## Exercise brief
Reproduce, word for word, the part of the entries below that opens with the line containing "Where can the bright" and runs through the end of the entries, including both ends.
◆ ◆ ◆
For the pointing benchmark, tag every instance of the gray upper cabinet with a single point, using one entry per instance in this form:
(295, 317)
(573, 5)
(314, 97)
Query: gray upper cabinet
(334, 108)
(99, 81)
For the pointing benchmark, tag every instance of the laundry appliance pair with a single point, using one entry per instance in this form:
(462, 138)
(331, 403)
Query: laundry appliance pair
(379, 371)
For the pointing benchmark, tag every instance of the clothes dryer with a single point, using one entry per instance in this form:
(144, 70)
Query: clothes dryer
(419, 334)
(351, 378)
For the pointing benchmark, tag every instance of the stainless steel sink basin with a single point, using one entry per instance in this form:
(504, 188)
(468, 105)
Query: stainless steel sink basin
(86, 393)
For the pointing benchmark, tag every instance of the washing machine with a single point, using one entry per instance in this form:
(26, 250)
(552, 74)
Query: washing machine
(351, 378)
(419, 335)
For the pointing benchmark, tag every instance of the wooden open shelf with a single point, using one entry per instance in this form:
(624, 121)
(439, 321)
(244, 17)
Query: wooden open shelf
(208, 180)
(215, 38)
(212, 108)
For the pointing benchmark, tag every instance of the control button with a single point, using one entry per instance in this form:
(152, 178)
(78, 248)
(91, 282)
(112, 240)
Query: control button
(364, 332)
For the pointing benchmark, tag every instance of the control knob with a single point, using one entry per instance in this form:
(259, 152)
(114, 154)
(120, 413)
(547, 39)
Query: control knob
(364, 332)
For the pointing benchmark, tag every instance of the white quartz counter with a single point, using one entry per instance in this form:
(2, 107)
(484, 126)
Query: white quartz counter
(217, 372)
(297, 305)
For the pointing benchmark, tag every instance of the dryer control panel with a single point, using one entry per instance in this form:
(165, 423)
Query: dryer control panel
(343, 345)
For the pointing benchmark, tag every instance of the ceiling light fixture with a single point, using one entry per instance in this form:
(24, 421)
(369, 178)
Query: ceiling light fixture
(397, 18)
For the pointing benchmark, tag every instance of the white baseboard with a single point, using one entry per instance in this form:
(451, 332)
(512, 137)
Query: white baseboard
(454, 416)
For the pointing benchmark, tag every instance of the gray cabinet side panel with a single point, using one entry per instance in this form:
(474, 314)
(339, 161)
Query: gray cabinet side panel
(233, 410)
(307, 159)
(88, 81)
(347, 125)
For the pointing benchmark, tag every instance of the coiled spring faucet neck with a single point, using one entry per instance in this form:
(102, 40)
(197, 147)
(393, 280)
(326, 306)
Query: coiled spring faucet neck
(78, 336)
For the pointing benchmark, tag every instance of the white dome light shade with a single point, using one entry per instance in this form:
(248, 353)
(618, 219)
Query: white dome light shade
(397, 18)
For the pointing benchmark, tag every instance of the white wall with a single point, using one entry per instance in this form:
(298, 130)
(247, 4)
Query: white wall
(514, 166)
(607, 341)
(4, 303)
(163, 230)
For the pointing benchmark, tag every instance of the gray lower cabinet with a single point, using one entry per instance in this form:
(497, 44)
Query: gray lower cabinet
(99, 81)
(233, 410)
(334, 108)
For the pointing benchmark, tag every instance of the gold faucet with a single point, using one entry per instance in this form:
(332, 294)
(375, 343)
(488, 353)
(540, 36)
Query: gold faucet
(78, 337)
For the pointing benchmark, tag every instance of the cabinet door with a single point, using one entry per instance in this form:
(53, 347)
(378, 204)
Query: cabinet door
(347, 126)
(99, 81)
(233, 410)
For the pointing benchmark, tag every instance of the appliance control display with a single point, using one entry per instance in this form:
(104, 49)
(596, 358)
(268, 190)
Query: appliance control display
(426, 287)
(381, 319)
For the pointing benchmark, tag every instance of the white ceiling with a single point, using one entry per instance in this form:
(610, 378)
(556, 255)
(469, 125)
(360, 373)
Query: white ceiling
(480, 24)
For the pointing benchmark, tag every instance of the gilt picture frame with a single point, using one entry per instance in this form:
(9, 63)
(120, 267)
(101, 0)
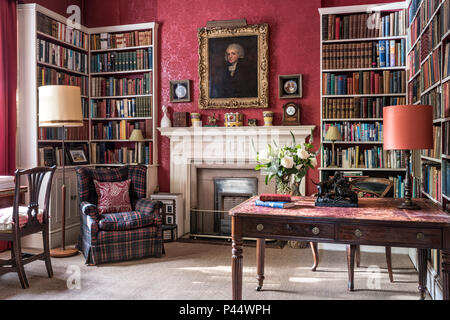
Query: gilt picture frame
(234, 67)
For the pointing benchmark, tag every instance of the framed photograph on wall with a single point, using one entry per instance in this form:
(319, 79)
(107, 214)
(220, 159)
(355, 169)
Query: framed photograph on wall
(180, 91)
(234, 67)
(77, 156)
(290, 86)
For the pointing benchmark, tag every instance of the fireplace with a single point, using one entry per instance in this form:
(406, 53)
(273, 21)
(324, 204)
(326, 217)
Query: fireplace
(198, 155)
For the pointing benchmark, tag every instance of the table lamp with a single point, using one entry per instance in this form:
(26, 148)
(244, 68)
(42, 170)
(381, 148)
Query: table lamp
(333, 135)
(408, 127)
(136, 135)
(60, 107)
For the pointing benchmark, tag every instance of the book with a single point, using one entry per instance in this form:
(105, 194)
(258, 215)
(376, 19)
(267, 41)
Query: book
(275, 197)
(275, 204)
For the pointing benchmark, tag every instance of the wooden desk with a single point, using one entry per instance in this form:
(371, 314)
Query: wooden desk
(375, 222)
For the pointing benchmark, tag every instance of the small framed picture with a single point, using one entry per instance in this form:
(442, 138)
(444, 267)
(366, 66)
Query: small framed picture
(169, 219)
(290, 86)
(180, 91)
(169, 208)
(77, 156)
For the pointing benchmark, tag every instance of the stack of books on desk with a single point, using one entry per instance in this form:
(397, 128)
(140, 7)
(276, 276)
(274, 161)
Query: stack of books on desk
(281, 201)
(7, 182)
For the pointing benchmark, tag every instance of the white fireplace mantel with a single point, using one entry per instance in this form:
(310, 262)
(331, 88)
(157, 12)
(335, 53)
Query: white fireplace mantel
(231, 147)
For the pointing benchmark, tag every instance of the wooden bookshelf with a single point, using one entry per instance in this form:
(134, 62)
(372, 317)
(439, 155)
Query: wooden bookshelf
(434, 164)
(350, 38)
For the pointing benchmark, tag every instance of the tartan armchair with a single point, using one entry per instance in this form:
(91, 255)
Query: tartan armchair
(112, 237)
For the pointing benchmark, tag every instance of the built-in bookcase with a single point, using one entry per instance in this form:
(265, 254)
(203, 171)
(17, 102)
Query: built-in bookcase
(114, 68)
(428, 83)
(363, 69)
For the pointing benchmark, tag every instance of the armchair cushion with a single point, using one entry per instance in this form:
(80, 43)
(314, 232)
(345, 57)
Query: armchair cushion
(113, 196)
(125, 220)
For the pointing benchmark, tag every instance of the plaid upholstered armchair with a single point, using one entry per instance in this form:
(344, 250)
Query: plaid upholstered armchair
(119, 236)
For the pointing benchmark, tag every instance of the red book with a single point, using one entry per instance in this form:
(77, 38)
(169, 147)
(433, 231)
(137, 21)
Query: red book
(275, 197)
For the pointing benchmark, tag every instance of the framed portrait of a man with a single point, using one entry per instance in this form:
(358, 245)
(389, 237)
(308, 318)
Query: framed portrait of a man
(233, 67)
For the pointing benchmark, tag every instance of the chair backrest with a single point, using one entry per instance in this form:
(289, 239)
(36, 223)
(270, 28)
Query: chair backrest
(86, 177)
(35, 177)
(375, 187)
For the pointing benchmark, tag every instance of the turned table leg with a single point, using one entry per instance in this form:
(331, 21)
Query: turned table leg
(445, 267)
(315, 251)
(422, 265)
(236, 260)
(260, 256)
(351, 250)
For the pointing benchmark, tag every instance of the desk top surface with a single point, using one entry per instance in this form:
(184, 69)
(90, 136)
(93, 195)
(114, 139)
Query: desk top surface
(371, 209)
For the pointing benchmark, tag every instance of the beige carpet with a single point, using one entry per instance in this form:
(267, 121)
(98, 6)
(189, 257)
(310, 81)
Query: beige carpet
(202, 272)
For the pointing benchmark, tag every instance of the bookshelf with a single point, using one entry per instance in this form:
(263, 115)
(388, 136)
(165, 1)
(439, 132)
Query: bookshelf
(363, 69)
(428, 81)
(114, 67)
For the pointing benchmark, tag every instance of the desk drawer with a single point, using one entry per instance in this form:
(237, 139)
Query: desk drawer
(420, 237)
(296, 229)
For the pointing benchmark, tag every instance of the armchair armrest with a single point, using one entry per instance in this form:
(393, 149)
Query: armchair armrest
(89, 209)
(150, 207)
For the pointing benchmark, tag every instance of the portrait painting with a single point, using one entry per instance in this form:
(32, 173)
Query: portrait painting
(233, 67)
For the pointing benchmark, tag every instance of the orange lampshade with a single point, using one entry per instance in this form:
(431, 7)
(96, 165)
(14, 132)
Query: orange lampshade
(408, 127)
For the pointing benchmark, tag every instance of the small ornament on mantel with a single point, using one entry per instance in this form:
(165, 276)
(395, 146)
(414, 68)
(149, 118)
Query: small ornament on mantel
(165, 121)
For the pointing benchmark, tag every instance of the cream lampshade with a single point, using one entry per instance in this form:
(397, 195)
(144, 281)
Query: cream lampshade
(136, 136)
(333, 135)
(60, 106)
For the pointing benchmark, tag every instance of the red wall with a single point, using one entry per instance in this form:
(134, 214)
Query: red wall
(294, 45)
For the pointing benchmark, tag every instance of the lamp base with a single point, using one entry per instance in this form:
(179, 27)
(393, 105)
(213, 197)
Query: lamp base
(63, 252)
(409, 205)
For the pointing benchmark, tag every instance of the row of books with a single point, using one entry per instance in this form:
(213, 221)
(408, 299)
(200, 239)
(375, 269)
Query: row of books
(121, 40)
(61, 31)
(446, 70)
(431, 177)
(430, 72)
(357, 131)
(434, 153)
(364, 82)
(109, 153)
(348, 108)
(374, 54)
(446, 98)
(414, 91)
(49, 76)
(60, 56)
(122, 61)
(446, 138)
(75, 133)
(364, 25)
(120, 130)
(356, 157)
(121, 108)
(114, 86)
(433, 98)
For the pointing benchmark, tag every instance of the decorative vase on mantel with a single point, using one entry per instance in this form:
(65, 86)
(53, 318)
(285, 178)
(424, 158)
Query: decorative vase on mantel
(291, 187)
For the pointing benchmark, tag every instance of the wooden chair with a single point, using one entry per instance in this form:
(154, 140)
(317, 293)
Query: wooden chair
(17, 222)
(365, 187)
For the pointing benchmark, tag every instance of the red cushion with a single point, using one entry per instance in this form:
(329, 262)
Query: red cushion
(113, 196)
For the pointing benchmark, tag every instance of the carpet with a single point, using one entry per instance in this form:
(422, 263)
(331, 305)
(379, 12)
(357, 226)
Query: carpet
(203, 272)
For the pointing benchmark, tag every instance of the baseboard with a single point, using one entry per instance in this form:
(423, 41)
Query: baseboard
(375, 249)
(34, 241)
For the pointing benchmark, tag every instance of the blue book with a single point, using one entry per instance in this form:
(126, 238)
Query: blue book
(275, 204)
(382, 52)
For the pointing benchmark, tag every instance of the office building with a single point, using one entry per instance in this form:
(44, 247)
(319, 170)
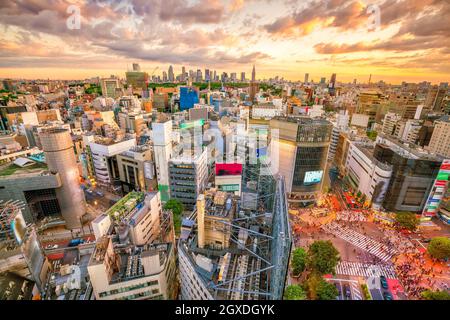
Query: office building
(212, 265)
(109, 87)
(162, 148)
(188, 97)
(366, 174)
(413, 174)
(130, 272)
(21, 254)
(137, 169)
(60, 157)
(137, 79)
(102, 153)
(187, 175)
(440, 140)
(303, 145)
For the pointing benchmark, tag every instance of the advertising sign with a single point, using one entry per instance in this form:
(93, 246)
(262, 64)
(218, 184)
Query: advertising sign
(312, 177)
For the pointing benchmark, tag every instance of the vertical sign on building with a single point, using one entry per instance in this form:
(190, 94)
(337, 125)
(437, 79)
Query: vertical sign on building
(437, 191)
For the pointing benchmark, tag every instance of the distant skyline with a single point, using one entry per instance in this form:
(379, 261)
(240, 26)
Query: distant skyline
(315, 37)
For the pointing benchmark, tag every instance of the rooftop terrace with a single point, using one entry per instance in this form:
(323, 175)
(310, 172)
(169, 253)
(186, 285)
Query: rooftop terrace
(126, 206)
(12, 168)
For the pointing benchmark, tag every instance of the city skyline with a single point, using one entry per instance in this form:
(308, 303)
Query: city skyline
(319, 38)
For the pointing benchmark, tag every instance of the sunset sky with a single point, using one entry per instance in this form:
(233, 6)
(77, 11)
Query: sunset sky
(284, 38)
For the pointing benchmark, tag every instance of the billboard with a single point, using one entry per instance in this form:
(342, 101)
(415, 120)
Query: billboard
(19, 228)
(313, 177)
(228, 169)
(435, 196)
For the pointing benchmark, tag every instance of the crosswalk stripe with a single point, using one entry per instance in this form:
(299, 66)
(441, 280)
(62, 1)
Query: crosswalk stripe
(364, 269)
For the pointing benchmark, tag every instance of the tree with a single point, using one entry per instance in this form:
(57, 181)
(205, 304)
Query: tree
(177, 210)
(439, 248)
(311, 285)
(435, 295)
(294, 292)
(322, 257)
(407, 220)
(298, 261)
(326, 290)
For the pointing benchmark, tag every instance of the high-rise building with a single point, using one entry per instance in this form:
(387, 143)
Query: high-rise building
(171, 74)
(162, 147)
(187, 176)
(109, 87)
(183, 74)
(199, 76)
(137, 79)
(211, 267)
(301, 146)
(59, 155)
(440, 140)
(136, 67)
(188, 97)
(413, 174)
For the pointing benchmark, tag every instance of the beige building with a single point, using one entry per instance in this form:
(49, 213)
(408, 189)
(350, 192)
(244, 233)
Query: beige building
(137, 169)
(440, 140)
(133, 273)
(213, 224)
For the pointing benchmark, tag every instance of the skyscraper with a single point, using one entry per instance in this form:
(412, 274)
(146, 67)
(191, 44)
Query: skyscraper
(60, 157)
(171, 75)
(183, 73)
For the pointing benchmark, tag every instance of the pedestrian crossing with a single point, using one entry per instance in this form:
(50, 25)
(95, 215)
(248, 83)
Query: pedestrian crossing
(356, 293)
(365, 269)
(359, 240)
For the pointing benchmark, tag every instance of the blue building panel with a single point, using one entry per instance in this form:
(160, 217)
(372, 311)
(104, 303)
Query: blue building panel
(188, 97)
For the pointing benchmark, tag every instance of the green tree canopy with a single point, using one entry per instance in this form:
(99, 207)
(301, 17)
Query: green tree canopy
(326, 290)
(294, 292)
(322, 257)
(407, 220)
(435, 295)
(298, 261)
(439, 248)
(175, 205)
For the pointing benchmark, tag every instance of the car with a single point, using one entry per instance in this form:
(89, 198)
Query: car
(383, 282)
(387, 296)
(348, 293)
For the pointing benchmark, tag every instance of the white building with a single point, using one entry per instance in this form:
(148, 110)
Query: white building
(366, 174)
(132, 273)
(162, 147)
(103, 152)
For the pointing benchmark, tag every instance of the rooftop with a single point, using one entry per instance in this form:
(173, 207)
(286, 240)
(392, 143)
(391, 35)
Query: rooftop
(126, 206)
(12, 168)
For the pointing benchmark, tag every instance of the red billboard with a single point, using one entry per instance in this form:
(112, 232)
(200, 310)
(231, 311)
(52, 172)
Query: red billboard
(228, 169)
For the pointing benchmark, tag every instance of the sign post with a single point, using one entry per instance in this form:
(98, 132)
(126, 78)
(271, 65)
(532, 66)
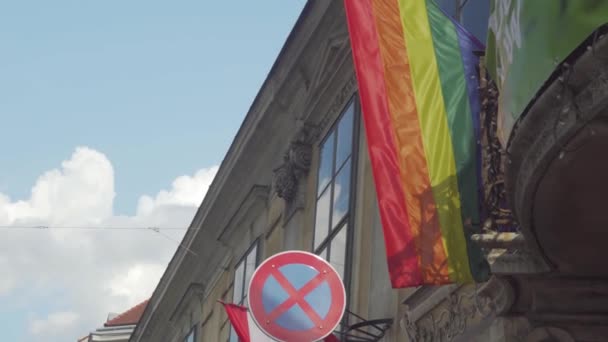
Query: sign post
(296, 296)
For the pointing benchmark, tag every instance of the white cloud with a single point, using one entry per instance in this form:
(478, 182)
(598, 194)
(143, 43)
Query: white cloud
(53, 323)
(82, 275)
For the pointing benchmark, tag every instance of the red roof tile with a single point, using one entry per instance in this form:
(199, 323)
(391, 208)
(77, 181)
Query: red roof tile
(128, 317)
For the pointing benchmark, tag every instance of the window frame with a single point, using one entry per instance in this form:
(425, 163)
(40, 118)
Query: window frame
(348, 219)
(243, 260)
(192, 332)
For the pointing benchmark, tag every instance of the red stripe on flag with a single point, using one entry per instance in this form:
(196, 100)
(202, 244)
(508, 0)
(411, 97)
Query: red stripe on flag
(238, 318)
(401, 253)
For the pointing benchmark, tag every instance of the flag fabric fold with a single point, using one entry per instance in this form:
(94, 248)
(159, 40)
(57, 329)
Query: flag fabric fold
(417, 77)
(247, 330)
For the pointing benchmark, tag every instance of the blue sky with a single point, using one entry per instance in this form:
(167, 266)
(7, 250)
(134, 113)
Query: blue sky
(154, 90)
(127, 98)
(159, 87)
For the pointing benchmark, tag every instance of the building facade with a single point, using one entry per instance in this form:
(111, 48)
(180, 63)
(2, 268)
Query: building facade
(298, 176)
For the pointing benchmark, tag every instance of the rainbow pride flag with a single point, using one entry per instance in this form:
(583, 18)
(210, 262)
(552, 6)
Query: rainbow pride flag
(418, 89)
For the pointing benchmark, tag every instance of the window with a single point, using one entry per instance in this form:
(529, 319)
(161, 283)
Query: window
(242, 275)
(334, 191)
(191, 337)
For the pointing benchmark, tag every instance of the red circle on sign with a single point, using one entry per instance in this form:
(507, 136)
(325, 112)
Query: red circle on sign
(266, 321)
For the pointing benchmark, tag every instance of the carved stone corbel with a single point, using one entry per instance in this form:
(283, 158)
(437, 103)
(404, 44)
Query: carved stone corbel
(543, 334)
(296, 163)
(462, 314)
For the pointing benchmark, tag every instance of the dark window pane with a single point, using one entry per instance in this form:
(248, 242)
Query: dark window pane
(251, 260)
(238, 283)
(341, 194)
(338, 251)
(325, 164)
(322, 219)
(345, 136)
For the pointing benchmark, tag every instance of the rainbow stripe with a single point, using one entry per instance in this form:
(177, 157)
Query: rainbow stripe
(418, 87)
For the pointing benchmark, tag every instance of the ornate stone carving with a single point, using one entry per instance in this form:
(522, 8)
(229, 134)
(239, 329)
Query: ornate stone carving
(296, 163)
(463, 310)
(549, 334)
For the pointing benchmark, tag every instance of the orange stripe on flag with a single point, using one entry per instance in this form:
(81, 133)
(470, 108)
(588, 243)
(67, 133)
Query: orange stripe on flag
(414, 172)
(401, 251)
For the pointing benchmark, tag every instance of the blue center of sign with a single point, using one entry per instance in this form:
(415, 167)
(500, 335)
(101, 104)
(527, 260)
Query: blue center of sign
(295, 318)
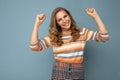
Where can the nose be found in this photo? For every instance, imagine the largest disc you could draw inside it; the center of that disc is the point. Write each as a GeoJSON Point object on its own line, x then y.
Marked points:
{"type": "Point", "coordinates": [64, 20]}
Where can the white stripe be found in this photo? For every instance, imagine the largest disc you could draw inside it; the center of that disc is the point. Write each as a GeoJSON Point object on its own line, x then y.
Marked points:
{"type": "Point", "coordinates": [104, 35]}
{"type": "Point", "coordinates": [83, 31]}
{"type": "Point", "coordinates": [72, 54]}
{"type": "Point", "coordinates": [63, 37]}
{"type": "Point", "coordinates": [69, 46]}
{"type": "Point", "coordinates": [44, 43]}
{"type": "Point", "coordinates": [94, 35]}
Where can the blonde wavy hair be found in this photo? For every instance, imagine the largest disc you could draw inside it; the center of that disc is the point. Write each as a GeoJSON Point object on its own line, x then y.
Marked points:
{"type": "Point", "coordinates": [55, 31]}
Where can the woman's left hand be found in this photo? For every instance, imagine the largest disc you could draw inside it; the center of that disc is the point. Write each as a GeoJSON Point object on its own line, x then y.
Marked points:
{"type": "Point", "coordinates": [91, 12]}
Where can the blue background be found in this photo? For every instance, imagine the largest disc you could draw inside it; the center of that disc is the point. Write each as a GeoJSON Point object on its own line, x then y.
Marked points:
{"type": "Point", "coordinates": [17, 17]}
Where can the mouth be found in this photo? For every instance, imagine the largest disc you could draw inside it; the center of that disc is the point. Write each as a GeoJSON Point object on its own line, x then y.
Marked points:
{"type": "Point", "coordinates": [67, 24]}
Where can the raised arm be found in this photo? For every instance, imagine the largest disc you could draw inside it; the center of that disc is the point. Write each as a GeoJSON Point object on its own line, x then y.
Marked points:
{"type": "Point", "coordinates": [102, 34]}
{"type": "Point", "coordinates": [34, 38]}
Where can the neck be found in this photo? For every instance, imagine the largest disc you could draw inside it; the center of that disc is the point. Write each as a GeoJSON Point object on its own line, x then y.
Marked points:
{"type": "Point", "coordinates": [66, 31]}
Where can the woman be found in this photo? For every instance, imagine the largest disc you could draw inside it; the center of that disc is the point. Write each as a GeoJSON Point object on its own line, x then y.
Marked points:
{"type": "Point", "coordinates": [68, 42]}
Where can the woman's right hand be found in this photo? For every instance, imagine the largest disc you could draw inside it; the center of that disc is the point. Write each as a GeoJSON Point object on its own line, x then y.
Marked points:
{"type": "Point", "coordinates": [40, 18]}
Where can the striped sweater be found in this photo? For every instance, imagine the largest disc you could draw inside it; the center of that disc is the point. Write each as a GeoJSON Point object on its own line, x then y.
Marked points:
{"type": "Point", "coordinates": [71, 52]}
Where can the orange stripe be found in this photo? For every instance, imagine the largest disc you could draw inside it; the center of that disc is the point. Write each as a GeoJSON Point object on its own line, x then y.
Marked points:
{"type": "Point", "coordinates": [62, 49]}
{"type": "Point", "coordinates": [71, 60]}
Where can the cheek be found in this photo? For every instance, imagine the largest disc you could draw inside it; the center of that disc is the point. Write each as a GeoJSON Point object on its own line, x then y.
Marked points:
{"type": "Point", "coordinates": [59, 23]}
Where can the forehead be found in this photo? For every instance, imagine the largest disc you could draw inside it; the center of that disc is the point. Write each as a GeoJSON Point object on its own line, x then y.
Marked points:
{"type": "Point", "coordinates": [61, 13]}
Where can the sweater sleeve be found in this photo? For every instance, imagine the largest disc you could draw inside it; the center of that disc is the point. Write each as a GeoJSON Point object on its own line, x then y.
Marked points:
{"type": "Point", "coordinates": [42, 44]}
{"type": "Point", "coordinates": [95, 35]}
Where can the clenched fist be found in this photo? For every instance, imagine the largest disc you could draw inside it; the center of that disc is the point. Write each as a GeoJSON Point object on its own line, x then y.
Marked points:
{"type": "Point", "coordinates": [91, 12]}
{"type": "Point", "coordinates": [40, 18]}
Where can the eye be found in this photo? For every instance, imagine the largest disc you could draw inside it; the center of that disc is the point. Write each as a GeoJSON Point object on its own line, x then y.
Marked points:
{"type": "Point", "coordinates": [59, 20]}
{"type": "Point", "coordinates": [65, 16]}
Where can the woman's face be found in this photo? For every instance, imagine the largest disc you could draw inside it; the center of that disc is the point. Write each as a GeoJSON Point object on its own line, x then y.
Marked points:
{"type": "Point", "coordinates": [63, 20]}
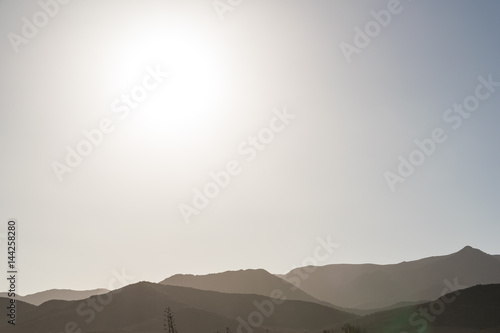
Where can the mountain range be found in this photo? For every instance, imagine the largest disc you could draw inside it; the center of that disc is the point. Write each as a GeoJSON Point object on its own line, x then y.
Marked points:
{"type": "Point", "coordinates": [380, 298]}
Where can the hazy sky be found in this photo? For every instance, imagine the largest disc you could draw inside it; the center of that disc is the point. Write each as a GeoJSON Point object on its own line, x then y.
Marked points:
{"type": "Point", "coordinates": [321, 173]}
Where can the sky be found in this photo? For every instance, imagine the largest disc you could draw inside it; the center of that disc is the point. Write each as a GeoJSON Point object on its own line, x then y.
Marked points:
{"type": "Point", "coordinates": [164, 137]}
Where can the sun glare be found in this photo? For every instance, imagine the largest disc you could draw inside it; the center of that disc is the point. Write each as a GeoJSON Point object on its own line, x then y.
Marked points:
{"type": "Point", "coordinates": [183, 108]}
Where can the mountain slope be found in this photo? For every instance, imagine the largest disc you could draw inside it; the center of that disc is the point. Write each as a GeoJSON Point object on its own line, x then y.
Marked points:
{"type": "Point", "coordinates": [377, 286]}
{"type": "Point", "coordinates": [468, 310]}
{"type": "Point", "coordinates": [140, 307]}
{"type": "Point", "coordinates": [57, 294]}
{"type": "Point", "coordinates": [258, 282]}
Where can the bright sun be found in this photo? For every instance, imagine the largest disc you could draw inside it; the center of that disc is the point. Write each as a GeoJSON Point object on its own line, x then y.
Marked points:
{"type": "Point", "coordinates": [183, 108]}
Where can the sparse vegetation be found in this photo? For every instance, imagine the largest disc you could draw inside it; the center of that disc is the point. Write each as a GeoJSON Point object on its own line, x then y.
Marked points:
{"type": "Point", "coordinates": [169, 323]}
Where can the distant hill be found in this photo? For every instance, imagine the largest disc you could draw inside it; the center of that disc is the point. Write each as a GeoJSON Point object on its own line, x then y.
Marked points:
{"type": "Point", "coordinates": [59, 294]}
{"type": "Point", "coordinates": [475, 309]}
{"type": "Point", "coordinates": [370, 286]}
{"type": "Point", "coordinates": [140, 307]}
{"type": "Point", "coordinates": [250, 281]}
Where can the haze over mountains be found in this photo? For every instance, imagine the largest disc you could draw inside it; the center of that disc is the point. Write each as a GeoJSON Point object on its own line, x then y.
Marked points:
{"type": "Point", "coordinates": [361, 287]}
{"type": "Point", "coordinates": [59, 294]}
{"type": "Point", "coordinates": [248, 301]}
{"type": "Point", "coordinates": [377, 286]}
◆ ◆ ◆
## Written reply
Where can the bright sun be found in this photo? For every instance, imagine the largest disc you could draw inside it; the center of that disc is the point. Write each as a GeoJSON Point object on its own line, x then y.
Marked points:
{"type": "Point", "coordinates": [183, 108]}
Where can the sparse vegetation be found in this photo? For every instance, imagine the largest disc you could draw inside it; the center of that disc is the point. Write each as a GeoJSON Point object on its own line, x then y.
Marked points:
{"type": "Point", "coordinates": [169, 323]}
Where can the distant hill be found in this photo? For every instance, imagine the largest disc you could draw inside it; the center of that disc is the point. Write each as a GeoJSON Point object on its own line, x then y.
Marked points:
{"type": "Point", "coordinates": [59, 294]}
{"type": "Point", "coordinates": [475, 309]}
{"type": "Point", "coordinates": [370, 286]}
{"type": "Point", "coordinates": [140, 307]}
{"type": "Point", "coordinates": [250, 281]}
Where can the haze over mountains be found in this photo? For every instance, imagine the largest disc you could draw inside it; the center of that disc is the point. Write each as a GeoJSON Point object on its own line, x then y.
Marked points:
{"type": "Point", "coordinates": [361, 287]}
{"type": "Point", "coordinates": [59, 294]}
{"type": "Point", "coordinates": [248, 301]}
{"type": "Point", "coordinates": [377, 286]}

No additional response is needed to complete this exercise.